## Exercise requirements
Rewrite all the entries below, replacing "instance" with "occurrence" wherever it occurs and leaving everything else unchanged.

## Dataset records
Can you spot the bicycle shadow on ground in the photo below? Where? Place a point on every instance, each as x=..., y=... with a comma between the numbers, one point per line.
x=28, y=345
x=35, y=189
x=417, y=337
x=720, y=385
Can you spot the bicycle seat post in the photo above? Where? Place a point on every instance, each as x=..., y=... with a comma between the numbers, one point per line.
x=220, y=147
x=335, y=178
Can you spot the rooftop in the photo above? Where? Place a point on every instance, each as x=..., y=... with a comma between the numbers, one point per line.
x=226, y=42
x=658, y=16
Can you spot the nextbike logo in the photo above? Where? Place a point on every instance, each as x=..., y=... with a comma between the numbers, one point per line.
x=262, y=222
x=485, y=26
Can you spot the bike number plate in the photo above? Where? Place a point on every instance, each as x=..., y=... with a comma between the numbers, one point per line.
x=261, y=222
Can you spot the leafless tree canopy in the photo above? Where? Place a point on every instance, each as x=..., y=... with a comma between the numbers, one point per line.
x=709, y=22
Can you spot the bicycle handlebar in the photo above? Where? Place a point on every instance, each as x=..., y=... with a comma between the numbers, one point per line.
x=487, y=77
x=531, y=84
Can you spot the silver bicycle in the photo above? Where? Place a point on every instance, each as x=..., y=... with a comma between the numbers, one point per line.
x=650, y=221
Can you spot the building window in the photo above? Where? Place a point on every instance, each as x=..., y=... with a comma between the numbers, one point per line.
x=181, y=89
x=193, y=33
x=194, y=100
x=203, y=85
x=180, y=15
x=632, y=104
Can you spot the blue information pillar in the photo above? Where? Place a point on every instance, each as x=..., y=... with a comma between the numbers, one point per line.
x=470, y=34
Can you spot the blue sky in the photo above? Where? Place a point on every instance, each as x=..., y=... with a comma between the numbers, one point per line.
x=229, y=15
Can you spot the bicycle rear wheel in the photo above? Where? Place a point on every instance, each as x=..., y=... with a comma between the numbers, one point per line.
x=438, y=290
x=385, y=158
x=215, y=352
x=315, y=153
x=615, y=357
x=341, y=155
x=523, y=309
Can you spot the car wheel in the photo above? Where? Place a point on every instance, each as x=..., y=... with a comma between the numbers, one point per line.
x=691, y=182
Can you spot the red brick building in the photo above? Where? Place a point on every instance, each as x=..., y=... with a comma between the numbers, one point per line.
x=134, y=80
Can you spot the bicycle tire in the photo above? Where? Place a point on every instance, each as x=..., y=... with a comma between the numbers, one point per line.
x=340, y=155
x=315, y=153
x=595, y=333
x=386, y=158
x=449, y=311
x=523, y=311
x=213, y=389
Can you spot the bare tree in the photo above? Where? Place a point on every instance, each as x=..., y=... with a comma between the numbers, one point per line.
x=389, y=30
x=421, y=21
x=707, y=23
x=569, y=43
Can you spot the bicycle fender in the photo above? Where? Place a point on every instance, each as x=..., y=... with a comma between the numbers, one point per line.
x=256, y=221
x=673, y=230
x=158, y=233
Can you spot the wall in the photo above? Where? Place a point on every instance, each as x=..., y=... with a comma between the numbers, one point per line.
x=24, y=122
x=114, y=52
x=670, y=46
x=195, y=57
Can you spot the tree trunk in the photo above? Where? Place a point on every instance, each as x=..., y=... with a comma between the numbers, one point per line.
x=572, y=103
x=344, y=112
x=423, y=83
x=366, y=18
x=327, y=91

## Output for this exercise
Can you spot the bicycle shadow on ground in the photo below? Where? Place a point on every occurrence, each as x=..., y=... with a comma between the numbers, one point per line.
x=28, y=345
x=35, y=189
x=417, y=337
x=720, y=385
Can you spot the bicycle seat post in the photo above? Where? Place a point on every occurrence, each as x=..., y=... with a comma between the numbers, one point per line.
x=220, y=147
x=335, y=178
Can you spot the rooftop in the photo above? Where? Place a point on every occurrence, each as x=..., y=... with a comma between the numbers, one point per line.
x=226, y=42
x=658, y=16
Can you spot the nextbike logo in the photo above? Where? Place a point on every occurrence, each as x=..., y=... with a comma between the numbers, one point per line.
x=262, y=222
x=485, y=26
Can you spot the bike number plate in the photo above? Where? Place a point on every occurrence, each as x=..., y=... with a comma between the numbers, one point per line.
x=261, y=222
Can you spot the leafless tree canopy in the photo above? Where? Place a point on every occurrence, each as x=..., y=... with a comma between the numbers, one point per line.
x=709, y=22
Can you spot the bicycle handlebar in the photo above? Where? Place a point on every occurrence, each as x=..., y=... with a comma between the numbers, one point per line.
x=487, y=77
x=531, y=84
Can you spot the silver bicycle in the photo above? Where? Place a point on every occurrence, each as x=..., y=... with a comma between the numbers, one point per line.
x=650, y=221
Can you spot the building window in the photo above? Where? Place a point on every occurrence, each as x=..., y=... with a comma between the numbers, one point per line.
x=181, y=89
x=193, y=33
x=194, y=100
x=203, y=85
x=180, y=15
x=632, y=104
Can you spot the blue information pillar in the photo above? Where? Place a point on every occurrence, each as x=..., y=... with a comma between the numbers, one point per line.
x=470, y=34
Can you spot the blue sky in the photo above? Where? Place a point on every occurrence, each as x=..., y=... with a comma between the numbers, one point per line.
x=229, y=15
Can you spot the bicycle rear wheel in the photo above? Where? Place a point on every occurrence, each as x=..., y=... with a comma between the numbers, one point per line.
x=438, y=290
x=385, y=158
x=215, y=352
x=315, y=153
x=615, y=357
x=341, y=155
x=523, y=309
Can you spot the car wheel in the photo above? Where? Place a point on every occurrence, each as x=..., y=... with a comma between the numbers, one point per line.
x=691, y=182
Can you spot the red brick building in the photo above? Where? Place a point on every occurrence, each as x=..., y=... with a comma between the numbers, one point per line.
x=134, y=80
Can you spot the bicycle tire in the photo above? Where? Place a point on every occurrence, each as x=..., y=... with a comma between the numbers, one point per line.
x=340, y=155
x=315, y=153
x=595, y=333
x=386, y=158
x=449, y=311
x=523, y=311
x=213, y=389
Can you spot the bare tree in the photo above? Where? Place a point on every occurrence, each as x=..., y=... with a comma between the numbers, one point per line.
x=389, y=30
x=421, y=21
x=707, y=23
x=569, y=43
Can you spot the bicycle fender in the photo above? Where? Place a point on every occurrence, each as x=..., y=... with a comma between the numbers, one point per line.
x=256, y=221
x=673, y=230
x=158, y=233
Can you spot the wall in the photo above? Where? Place a point on every occurrence, each as x=..., y=... with a comma between the numbers, one point per line.
x=24, y=122
x=114, y=52
x=670, y=46
x=195, y=57
Can you spot the tree trunk in the photo above? Where? Place a point on every occurrence, each as x=..., y=... with a comma between the numbers, one point per line.
x=572, y=103
x=344, y=112
x=423, y=83
x=366, y=18
x=327, y=91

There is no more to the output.